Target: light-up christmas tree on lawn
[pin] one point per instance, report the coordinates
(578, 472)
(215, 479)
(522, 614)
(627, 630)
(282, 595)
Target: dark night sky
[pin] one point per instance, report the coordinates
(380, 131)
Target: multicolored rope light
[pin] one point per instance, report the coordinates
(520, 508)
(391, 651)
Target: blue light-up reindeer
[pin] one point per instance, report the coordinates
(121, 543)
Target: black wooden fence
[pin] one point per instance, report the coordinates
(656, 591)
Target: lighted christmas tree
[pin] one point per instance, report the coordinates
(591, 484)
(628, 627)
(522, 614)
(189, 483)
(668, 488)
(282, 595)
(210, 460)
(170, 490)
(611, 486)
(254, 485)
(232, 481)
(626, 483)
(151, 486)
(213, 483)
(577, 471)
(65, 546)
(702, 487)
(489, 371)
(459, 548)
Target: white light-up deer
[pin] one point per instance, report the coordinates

• [WORK INSTRUCTIONS] Reproduce every line of the data without changing a word.

• [THE ANSWER]
Target: light-up christmas tree on lawn
[pin] one point per instance, report the coordinates
(578, 472)
(215, 479)
(522, 614)
(627, 630)
(282, 595)
Target: dark night sky
[pin] one point per instance, report the coordinates
(380, 131)
Target: multicolored rope light
[pin] one point per instance, report the coordinates
(520, 508)
(391, 651)
Target: blue light-up reindeer
[pin] one point per instance, report the coordinates
(121, 543)
Target: black wooden fence
[pin] one point per instance, report the coordinates
(656, 591)
Target: lighted christmas tree
[pin] one point per instance, report the coordinates
(591, 484)
(628, 627)
(522, 614)
(189, 483)
(668, 488)
(282, 595)
(210, 460)
(170, 490)
(611, 486)
(254, 485)
(232, 481)
(626, 483)
(151, 486)
(213, 483)
(577, 471)
(65, 546)
(702, 487)
(489, 371)
(459, 548)
Target: white light-up deer
[pin] one point per instance, report the coordinates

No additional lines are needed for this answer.